## Start Material
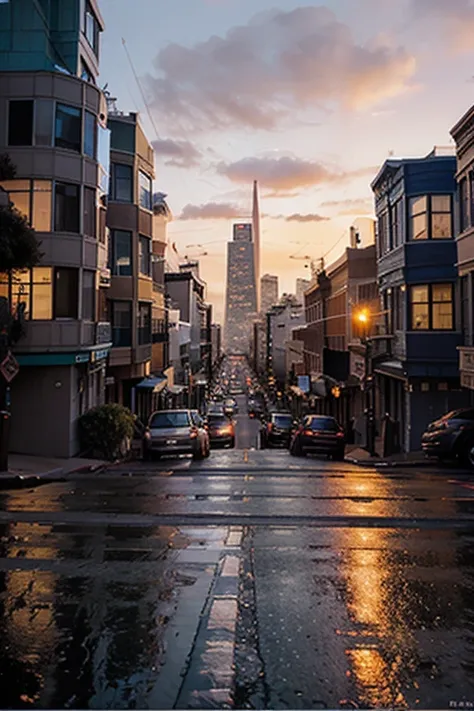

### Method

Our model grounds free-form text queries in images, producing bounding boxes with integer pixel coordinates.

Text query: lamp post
[355,309,377,457]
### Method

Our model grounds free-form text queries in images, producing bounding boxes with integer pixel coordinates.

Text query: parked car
[247,400,265,418]
[223,397,239,417]
[143,410,210,459]
[206,415,235,449]
[290,415,346,461]
[260,412,297,449]
[421,408,474,467]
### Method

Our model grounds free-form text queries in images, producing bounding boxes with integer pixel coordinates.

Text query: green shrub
[79,403,135,461]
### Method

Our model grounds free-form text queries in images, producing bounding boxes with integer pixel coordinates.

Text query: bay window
[410,284,454,331]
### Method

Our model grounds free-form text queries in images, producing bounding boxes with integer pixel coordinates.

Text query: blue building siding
[0,0,81,74]
[372,154,467,451]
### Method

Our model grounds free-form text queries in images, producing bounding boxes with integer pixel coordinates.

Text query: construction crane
[290,254,324,280]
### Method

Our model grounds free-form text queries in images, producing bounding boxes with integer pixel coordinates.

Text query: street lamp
[354,309,377,457]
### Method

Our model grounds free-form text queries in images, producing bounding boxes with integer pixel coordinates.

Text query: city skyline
[100,0,473,318]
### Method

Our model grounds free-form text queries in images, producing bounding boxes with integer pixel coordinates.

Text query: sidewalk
[346,445,438,467]
[0,454,110,489]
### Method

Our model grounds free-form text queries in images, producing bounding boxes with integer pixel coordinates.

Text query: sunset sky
[99,0,474,319]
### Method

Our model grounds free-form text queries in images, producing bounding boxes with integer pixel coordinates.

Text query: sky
[99,0,474,320]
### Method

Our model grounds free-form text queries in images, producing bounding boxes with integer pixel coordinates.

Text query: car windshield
[150,412,190,430]
[208,415,229,427]
[273,415,293,427]
[306,417,340,432]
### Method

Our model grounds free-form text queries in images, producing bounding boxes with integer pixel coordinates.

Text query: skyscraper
[295,278,311,304]
[260,274,278,315]
[225,224,257,354]
[252,180,261,312]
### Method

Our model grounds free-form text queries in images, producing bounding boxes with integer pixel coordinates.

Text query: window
[84,111,97,158]
[84,2,99,56]
[459,178,469,232]
[150,410,191,430]
[138,235,151,276]
[460,275,472,346]
[138,304,151,346]
[0,180,52,232]
[469,170,474,227]
[32,180,52,232]
[8,99,34,146]
[31,267,53,320]
[431,195,453,239]
[391,200,403,247]
[393,287,405,331]
[410,196,428,240]
[84,188,97,239]
[54,183,79,233]
[54,267,79,318]
[81,59,95,84]
[378,212,390,254]
[110,230,132,276]
[139,171,153,210]
[82,269,95,321]
[410,284,454,331]
[99,207,107,244]
[11,269,31,319]
[54,104,82,153]
[0,180,31,221]
[35,99,54,146]
[110,163,133,202]
[431,284,453,331]
[111,301,132,348]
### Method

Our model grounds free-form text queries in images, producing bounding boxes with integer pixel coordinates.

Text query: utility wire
[122,37,160,140]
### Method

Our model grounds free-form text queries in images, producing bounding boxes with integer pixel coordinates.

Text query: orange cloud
[179,202,245,220]
[216,156,378,194]
[146,5,414,133]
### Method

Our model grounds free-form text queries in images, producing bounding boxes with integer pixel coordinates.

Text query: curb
[344,457,439,469]
[0,467,66,490]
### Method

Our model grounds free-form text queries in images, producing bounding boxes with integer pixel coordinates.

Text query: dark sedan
[260,412,296,449]
[421,408,474,466]
[290,415,346,461]
[207,415,235,449]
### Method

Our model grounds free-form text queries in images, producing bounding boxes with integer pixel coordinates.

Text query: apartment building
[294,242,380,426]
[451,106,474,404]
[372,149,467,451]
[0,0,111,457]
[107,110,155,407]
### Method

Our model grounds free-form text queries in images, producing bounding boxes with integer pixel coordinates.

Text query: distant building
[295,278,311,304]
[260,274,278,316]
[225,224,257,354]
[211,323,222,364]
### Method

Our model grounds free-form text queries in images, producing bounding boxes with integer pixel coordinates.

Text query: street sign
[0,352,20,383]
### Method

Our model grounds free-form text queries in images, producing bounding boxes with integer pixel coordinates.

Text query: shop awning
[135,375,168,393]
[167,385,186,395]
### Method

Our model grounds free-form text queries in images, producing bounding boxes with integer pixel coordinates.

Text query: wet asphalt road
[0,406,474,709]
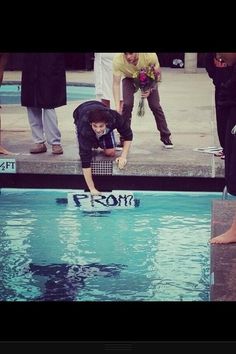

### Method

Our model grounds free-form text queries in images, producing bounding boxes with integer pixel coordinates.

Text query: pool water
[0,84,95,104]
[0,188,221,301]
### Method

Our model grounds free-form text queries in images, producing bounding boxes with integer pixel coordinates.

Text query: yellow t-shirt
[112,53,160,77]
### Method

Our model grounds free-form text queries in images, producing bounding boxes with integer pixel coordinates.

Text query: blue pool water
[0,188,221,301]
[0,85,95,104]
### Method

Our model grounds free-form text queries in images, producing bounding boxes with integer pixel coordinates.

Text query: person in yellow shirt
[113,52,173,149]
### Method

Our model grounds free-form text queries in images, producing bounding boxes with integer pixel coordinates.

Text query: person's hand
[90,188,101,195]
[116,156,127,170]
[141,89,151,98]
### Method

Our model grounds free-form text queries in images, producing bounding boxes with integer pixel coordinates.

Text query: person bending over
[73,101,133,195]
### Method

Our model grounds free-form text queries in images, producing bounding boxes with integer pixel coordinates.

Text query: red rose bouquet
[133,64,160,117]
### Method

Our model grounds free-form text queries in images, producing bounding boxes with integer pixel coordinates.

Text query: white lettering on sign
[68,192,140,211]
[0,159,16,173]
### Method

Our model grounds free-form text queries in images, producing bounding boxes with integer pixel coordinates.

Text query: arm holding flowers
[113,75,121,114]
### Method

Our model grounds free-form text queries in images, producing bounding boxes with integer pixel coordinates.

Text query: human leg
[210,217,236,244]
[27,107,45,144]
[27,107,47,154]
[43,109,63,154]
[147,87,171,141]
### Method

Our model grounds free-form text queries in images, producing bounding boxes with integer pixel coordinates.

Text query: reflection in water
[29,263,125,301]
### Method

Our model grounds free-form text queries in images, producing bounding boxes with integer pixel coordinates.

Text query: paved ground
[0,68,236,301]
[1,68,224,178]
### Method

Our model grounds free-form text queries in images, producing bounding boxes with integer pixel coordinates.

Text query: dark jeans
[122,78,171,140]
[215,87,230,149]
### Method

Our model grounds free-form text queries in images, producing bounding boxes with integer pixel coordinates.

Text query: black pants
[215,87,230,150]
[122,78,171,140]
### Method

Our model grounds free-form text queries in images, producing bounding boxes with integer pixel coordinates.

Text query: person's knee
[104,149,116,157]
[122,103,134,116]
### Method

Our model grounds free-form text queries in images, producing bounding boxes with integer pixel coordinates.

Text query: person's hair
[88,109,109,123]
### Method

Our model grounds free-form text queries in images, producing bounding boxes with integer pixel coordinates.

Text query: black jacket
[73,101,133,168]
[21,53,66,109]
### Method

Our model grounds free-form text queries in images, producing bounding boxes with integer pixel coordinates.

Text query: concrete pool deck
[0,68,224,178]
[0,68,236,301]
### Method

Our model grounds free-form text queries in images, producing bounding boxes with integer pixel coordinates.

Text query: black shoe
[116,138,124,148]
[161,138,174,149]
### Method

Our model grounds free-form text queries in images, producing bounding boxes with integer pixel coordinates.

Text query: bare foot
[210,230,236,244]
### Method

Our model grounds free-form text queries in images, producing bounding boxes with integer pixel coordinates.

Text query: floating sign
[68,191,140,211]
[0,159,16,173]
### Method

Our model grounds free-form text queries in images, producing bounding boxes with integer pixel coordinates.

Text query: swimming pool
[0,84,95,104]
[0,188,221,301]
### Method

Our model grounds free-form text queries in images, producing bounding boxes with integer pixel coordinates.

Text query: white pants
[27,107,61,145]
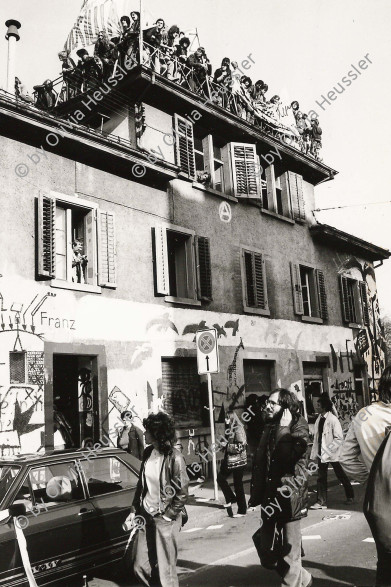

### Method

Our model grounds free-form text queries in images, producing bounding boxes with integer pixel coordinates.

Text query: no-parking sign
[196,328,220,375]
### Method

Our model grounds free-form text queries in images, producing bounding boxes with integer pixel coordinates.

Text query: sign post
[196,328,220,500]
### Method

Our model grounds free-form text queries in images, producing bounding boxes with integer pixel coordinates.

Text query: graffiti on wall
[0,292,56,456]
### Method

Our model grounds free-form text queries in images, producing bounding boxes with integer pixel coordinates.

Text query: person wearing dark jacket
[117,411,144,461]
[128,412,189,587]
[249,389,312,587]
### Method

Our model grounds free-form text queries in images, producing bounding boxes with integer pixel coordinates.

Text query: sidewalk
[186,470,339,530]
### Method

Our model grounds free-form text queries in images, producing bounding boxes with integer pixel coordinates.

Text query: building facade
[0,52,389,462]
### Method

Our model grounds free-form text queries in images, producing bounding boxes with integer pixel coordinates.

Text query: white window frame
[50,191,102,293]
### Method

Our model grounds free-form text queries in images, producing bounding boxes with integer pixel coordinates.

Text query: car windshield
[0,465,20,509]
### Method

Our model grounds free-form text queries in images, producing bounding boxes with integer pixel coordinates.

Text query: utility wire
[314,200,391,212]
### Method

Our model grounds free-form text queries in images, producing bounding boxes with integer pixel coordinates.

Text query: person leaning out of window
[310,393,354,510]
[117,411,144,461]
[128,412,189,587]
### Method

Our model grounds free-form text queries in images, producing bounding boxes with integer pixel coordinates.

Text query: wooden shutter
[265,165,276,211]
[284,171,305,220]
[243,251,269,310]
[194,236,213,302]
[359,281,369,326]
[339,275,353,322]
[315,269,329,320]
[174,114,196,179]
[230,143,261,198]
[291,263,304,315]
[37,193,56,279]
[97,210,116,287]
[154,226,170,296]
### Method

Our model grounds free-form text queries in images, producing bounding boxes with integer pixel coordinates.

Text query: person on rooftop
[34,79,57,110]
[58,50,83,100]
[187,47,212,97]
[161,24,179,81]
[76,49,102,92]
[94,31,115,79]
[213,57,232,108]
[144,18,166,73]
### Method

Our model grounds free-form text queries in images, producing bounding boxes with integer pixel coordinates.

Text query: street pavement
[81,470,376,587]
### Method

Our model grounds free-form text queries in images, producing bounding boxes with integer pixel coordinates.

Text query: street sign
[196,328,220,375]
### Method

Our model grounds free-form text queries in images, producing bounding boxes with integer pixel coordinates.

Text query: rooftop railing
[14,42,321,160]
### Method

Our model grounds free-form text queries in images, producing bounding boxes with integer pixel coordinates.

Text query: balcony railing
[20,42,321,160]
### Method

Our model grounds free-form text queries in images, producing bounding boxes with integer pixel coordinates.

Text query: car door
[0,460,101,585]
[80,456,138,561]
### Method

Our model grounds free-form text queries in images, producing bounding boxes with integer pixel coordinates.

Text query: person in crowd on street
[340,365,391,587]
[217,408,247,518]
[309,118,322,160]
[34,79,57,110]
[76,49,102,92]
[249,388,312,587]
[128,412,189,587]
[72,239,88,283]
[117,410,144,461]
[187,47,212,97]
[94,31,116,79]
[340,365,391,483]
[310,393,354,510]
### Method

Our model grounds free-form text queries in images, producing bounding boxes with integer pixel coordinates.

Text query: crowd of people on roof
[11,11,322,159]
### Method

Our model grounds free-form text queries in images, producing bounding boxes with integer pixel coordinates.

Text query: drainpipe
[5,19,21,94]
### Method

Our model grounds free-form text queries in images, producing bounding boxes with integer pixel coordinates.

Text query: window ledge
[193,181,238,203]
[164,296,201,306]
[261,208,295,224]
[50,279,102,293]
[301,316,323,324]
[243,306,270,316]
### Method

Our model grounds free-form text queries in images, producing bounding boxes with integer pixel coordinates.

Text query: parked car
[0,448,140,587]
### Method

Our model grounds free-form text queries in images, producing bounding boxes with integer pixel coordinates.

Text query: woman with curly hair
[129,412,189,587]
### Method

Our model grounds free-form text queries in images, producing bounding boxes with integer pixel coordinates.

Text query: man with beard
[249,389,312,587]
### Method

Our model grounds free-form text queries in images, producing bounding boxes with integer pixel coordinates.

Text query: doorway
[53,354,99,449]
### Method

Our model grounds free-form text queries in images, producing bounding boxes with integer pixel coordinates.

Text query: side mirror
[8,503,26,518]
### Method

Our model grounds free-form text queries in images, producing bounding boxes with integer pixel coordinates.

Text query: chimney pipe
[5,19,21,94]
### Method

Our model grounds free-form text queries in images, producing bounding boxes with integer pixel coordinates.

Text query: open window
[37,194,116,291]
[221,143,261,200]
[261,165,305,221]
[339,275,369,326]
[174,114,196,180]
[153,226,212,305]
[241,248,270,316]
[291,263,328,323]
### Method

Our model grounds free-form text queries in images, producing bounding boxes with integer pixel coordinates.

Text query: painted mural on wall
[0,293,55,456]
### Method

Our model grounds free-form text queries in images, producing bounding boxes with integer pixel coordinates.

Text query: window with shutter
[174,114,196,179]
[230,143,261,198]
[195,236,213,302]
[340,275,359,324]
[242,249,270,316]
[284,171,305,220]
[360,281,369,326]
[153,226,202,305]
[97,211,116,287]
[37,194,56,279]
[162,357,207,428]
[291,263,304,315]
[316,269,329,320]
[37,193,108,293]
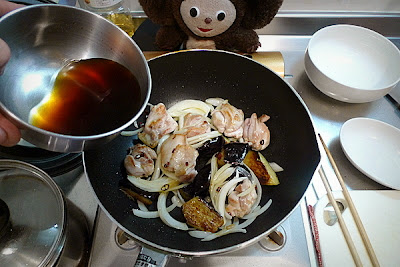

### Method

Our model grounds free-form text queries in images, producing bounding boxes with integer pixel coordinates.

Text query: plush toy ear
[242,0,283,29]
[139,0,176,26]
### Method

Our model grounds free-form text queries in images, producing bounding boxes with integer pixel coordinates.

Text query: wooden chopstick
[318,169,363,267]
[318,134,380,267]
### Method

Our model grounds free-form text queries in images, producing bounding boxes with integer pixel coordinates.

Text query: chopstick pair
[318,134,380,267]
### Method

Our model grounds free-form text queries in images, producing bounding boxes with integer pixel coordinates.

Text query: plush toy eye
[217,10,226,21]
[189,6,200,18]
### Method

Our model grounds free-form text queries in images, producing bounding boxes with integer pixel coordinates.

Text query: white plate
[340,118,400,190]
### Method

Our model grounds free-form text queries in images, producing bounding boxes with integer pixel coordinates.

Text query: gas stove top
[89,202,312,267]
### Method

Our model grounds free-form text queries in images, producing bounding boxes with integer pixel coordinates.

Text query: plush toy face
[180,0,236,37]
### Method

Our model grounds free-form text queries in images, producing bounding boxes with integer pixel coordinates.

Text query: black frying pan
[83,51,320,256]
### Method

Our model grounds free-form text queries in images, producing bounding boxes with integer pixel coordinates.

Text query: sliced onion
[168,99,210,117]
[121,127,143,136]
[188,230,212,238]
[151,155,161,180]
[127,175,187,193]
[157,193,189,231]
[243,199,272,220]
[157,134,169,155]
[269,162,283,172]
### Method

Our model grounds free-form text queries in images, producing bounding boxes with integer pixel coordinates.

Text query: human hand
[0,0,23,146]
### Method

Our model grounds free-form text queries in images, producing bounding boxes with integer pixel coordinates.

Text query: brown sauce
[30,58,141,136]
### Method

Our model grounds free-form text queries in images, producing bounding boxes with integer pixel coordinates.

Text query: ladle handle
[134,246,169,267]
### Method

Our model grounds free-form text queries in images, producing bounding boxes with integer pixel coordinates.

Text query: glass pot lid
[0,160,66,266]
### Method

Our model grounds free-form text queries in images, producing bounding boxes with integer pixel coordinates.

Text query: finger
[0,114,21,147]
[0,39,11,75]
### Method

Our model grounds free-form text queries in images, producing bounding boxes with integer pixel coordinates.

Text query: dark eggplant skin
[196,136,225,171]
[222,142,250,165]
[180,164,211,200]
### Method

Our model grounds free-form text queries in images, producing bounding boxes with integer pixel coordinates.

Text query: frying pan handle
[134,246,169,267]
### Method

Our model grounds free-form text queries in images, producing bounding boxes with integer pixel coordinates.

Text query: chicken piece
[139,103,178,148]
[160,134,199,183]
[182,197,224,233]
[225,179,257,218]
[243,113,270,151]
[183,113,211,138]
[124,144,157,177]
[211,103,244,138]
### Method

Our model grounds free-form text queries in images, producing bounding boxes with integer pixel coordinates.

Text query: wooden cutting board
[143,51,285,78]
[315,190,400,267]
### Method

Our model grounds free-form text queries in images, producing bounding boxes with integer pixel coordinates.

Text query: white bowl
[340,118,400,190]
[304,24,400,103]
## End Material
> Directive: Resize the answers in everything from the start of the records down to the line containing "[306,417,340,432]", both ends included. Rewrite all of those lines, requests included, with every bounding-box coordinate in the answers multiplied by 0.85 and rounded to the nearest whole number (halves round up), and leave the pictures out.

> Completed task:
### Method

Our model grounds free-form text queries in images, producing bounding boxes with integer pixel coordinates.

Text query: lamp post
[302,263,320,388]
### Method

Our model grounds free-form text queries in images, producing bounding boxes with integer pixel coordinates.

Text query: parked car
[210,340,225,355]
[190,337,203,354]
[122,349,179,390]
[175,353,200,382]
[247,353,294,392]
[221,350,252,382]
[358,347,403,397]
### Method

Our model grounds free-form text queries in images, producing bounding boxes with integer pixel coordinates.

Text query: green shrub
[67,343,115,392]
### Method

Our model grounds free-form text queries in images, producing bounding boxes with integer pixel coordinates.

Text query: bay window
[349,241,386,281]
### Method

Our model grounds free-form text queries in images, producing bounding boxes with integer pixel coordinates.

Text query: blue building siding
[0,0,69,63]
[316,131,397,383]
### Method

Our model grounds free-form text queries in images, producing bounding boxes with integer pixel coordinates.

Text query: construction crane
[247,216,275,238]
### Method

Our model grounds free-form text queries in images, producing bounding boxes with integer pixel coordinates.

Text query: street lamp
[301,263,320,388]
### Method

Our model grounds free-form text queries in images, producing bounding boxes with integer pixel coordinates.

Text query: city skyline
[85,0,402,270]
### Method

Our model grounds free-form text queries in images, producing bounding boxes with integer pixel coordinates.

Text query: sidewalk
[294,378,372,397]
[0,386,94,416]
### Method

Our model grounds free-form text queries in images, producing bounding boxes with integer pixel coordinates.

Text query: sunset sky
[84,0,403,271]
### Method

Our model grounds free-form text queries in images, producing bounding boxes with integer pixel coordinates.

Text query: sky
[84,0,403,272]
### Method

Our model grounds free-form text queries in images, producing bounding boxes with integer pixel coordinates.

Text query: car windshield
[128,350,162,366]
[177,353,195,363]
[232,353,249,363]
[260,354,289,367]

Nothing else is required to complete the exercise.